═════ EXERCISE INPUT ═════

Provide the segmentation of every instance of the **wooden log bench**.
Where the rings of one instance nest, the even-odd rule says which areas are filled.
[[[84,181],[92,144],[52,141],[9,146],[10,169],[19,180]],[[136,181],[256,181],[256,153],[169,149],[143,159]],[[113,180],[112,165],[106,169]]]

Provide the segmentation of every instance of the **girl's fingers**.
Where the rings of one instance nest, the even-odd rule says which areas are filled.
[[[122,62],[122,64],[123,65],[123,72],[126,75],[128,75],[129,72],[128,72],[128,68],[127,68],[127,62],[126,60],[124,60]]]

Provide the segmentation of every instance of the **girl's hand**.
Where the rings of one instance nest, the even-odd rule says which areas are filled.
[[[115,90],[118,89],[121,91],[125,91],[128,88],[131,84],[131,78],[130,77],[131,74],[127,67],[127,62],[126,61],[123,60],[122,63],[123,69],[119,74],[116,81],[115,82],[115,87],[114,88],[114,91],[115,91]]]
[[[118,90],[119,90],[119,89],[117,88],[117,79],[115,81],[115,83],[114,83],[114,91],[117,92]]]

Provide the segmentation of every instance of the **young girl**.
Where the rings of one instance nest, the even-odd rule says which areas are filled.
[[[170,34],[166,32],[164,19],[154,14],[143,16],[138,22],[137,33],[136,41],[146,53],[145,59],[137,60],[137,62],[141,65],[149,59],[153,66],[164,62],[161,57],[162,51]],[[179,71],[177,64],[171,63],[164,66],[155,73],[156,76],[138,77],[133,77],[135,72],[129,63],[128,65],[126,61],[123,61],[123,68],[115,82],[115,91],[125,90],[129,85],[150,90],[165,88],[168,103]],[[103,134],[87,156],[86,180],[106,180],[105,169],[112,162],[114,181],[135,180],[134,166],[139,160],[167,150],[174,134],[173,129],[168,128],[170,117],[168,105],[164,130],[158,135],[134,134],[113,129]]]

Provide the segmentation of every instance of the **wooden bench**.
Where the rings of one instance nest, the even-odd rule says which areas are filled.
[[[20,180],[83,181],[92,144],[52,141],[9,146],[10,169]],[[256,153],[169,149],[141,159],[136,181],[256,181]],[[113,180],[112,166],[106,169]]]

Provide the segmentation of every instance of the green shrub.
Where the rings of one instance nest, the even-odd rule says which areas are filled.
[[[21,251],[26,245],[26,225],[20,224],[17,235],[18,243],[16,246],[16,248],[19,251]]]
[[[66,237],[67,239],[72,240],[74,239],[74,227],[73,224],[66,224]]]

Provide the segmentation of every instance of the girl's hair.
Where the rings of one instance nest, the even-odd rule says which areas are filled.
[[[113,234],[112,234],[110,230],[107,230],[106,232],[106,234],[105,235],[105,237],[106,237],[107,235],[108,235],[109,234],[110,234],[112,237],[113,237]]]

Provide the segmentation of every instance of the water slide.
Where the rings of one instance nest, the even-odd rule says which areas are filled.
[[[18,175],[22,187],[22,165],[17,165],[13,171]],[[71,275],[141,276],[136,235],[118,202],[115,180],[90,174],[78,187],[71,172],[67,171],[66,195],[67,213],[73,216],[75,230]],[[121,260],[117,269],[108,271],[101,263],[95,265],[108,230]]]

═════

• _PROBLEM_:
Collect every line of the data above that contains the string "bench", treating uppercase and lowercase letters as distinct.

• _WORKED ANSWER_:
Provide the segmentation of every instance of the **wooden log bench**.
Provide the segmentation of every instance of the **wooden bench**.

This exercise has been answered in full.